---- Dataset

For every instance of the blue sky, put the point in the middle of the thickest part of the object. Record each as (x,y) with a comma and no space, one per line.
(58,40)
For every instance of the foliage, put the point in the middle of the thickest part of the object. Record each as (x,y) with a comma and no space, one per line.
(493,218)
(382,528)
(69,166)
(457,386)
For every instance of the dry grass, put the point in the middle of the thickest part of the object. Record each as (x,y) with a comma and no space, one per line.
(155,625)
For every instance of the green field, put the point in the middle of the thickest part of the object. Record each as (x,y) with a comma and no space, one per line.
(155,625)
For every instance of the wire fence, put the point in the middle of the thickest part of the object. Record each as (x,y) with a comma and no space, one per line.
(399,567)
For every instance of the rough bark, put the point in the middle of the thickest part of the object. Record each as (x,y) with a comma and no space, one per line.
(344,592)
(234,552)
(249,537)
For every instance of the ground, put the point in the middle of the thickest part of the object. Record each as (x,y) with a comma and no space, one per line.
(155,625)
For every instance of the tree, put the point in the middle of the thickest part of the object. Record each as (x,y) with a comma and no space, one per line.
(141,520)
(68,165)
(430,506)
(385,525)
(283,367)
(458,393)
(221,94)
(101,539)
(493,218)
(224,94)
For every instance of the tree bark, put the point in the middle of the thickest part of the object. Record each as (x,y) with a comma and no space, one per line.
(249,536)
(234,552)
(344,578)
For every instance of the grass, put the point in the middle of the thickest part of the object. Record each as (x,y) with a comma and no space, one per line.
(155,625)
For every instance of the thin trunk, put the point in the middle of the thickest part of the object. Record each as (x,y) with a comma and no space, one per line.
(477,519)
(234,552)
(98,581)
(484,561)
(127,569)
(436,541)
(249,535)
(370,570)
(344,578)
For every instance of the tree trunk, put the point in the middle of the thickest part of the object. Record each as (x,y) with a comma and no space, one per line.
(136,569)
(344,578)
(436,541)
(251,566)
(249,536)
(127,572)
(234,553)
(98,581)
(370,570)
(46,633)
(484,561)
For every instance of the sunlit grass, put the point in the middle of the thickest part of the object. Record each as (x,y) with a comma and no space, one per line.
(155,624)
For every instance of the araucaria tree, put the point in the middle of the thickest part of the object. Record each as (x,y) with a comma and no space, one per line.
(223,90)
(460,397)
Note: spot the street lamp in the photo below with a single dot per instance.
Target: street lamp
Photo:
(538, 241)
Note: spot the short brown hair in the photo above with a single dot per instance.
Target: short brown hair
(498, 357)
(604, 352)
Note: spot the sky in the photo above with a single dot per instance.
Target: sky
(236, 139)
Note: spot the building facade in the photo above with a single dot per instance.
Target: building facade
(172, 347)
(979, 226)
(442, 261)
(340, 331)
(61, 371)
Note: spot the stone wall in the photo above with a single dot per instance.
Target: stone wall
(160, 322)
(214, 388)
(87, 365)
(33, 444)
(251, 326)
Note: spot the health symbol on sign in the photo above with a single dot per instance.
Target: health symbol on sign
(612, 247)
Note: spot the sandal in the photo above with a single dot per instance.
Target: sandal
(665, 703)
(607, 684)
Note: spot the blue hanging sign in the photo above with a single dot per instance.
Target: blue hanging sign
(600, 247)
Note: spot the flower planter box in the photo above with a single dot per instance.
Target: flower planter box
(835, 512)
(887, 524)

--------

▸ Work to complete:
Every record above is to be copied out exactly.

▸ Answer to this exercise:
For every instance of the blue sky, put the point in the middle of the thickest part of the object. Record each as (x,y) with a comma and no space, one per line.
(58,40)
For every instance of the foliage, put the point in the middle of the thickest part of the object. Record each as (x,y) with a comma and no space, one per line.
(493,218)
(382,528)
(69,166)
(457,386)
For every instance of the dry grass, put the point in the middle of the thickest part of the object. Record each as (x,y) with a comma and no space, one per line.
(155,625)
For every instance of the green field, put the point in the middle of the thickest part of the object. Record each as (x,y) with a comma and no space, one per line.
(155,625)
For every instance of the wire fence, put the point in the middle of the thickest part of the object. Record each as (x,y) with a comma and no space, one per line.
(399,567)
For every instance of the rough bark, put the point in the middle of the thickest part of the object. Record each as (x,y) with a comma and no space, one per line.
(344,592)
(234,552)
(249,537)
For every instance of the ground, put the point in the middle of the thickest part of the object. Record each as (x,y) with a comma and no space, one per line.
(155,625)
For every instance of the tree, put the point in the middle of the thickest part of the object. Record each as (x,y) with a comma and no space, one per line.
(141,520)
(68,165)
(430,506)
(385,525)
(283,367)
(458,393)
(221,94)
(101,539)
(493,218)
(224,94)
For every instance of the tree bark, put the point in the middle of the thickest part of the object. Record each as (x,y) with a comma and no space, one per line.
(249,536)
(234,552)
(344,578)
For every instance of the grass, put the point in the middle of the thickest part of the object. Record each as (x,y) with a comma and no space, one per line.
(155,625)
For every instance of the thin trunk, put the point in the middle of the thickest part of the object. Record each as (x,y) with a comma and no space, one per line.
(477,519)
(234,552)
(98,581)
(484,561)
(127,569)
(436,541)
(249,535)
(370,570)
(344,578)
For every instance of the tree trunk, put the point in the middle of the thickest part of the object. Record each as (x,y) with a comma and no space, one per line.
(136,569)
(344,578)
(436,541)
(251,566)
(249,536)
(127,572)
(234,553)
(98,581)
(370,570)
(46,633)
(484,561)
For every instance of the sunlit grass, put the point in the middle of the thickest part of the object. Record each as (x,y) with a comma and no space, one per line.
(155,624)
For every instance of the araucaria tree, put the point in the middle of the thickest part of the object. Record each as (x,y) with a comma and no space, one per line.
(223,90)
(460,397)
Note: spot the street lamp in the photo below with a single dot per instance.
Target: street lamp
Photo:
(538, 241)
Note: spot the short brown hair in the photo above with a single dot per instance.
Target: short brown hair
(498, 357)
(604, 352)
Note: spot the sky in the photo above with a single dot per instance.
Target: sky
(236, 139)
Note: spot the building facade in the photo above with a single dot per instance.
Target: building facade
(172, 347)
(979, 226)
(442, 261)
(340, 331)
(61, 371)
Note: spot the stone wall in the photo above with a single dot per instance.
Target: stone wall
(160, 322)
(214, 388)
(87, 365)
(33, 444)
(251, 326)
Note: spot the health symbol on sign in the photo above with a single dot per instance.
Target: health symbol on sign
(612, 247)
Note: spot the sandal in the photo above with a single dot per instance.
Target: sandal
(665, 703)
(607, 684)
Note: spot the blue hanging sign in the photo above with a single dot per instance.
Target: blue hanging sign
(600, 247)
Note: spot the flower planter box in the photo above with a single dot per instance.
Target: flower planter box
(835, 512)
(887, 524)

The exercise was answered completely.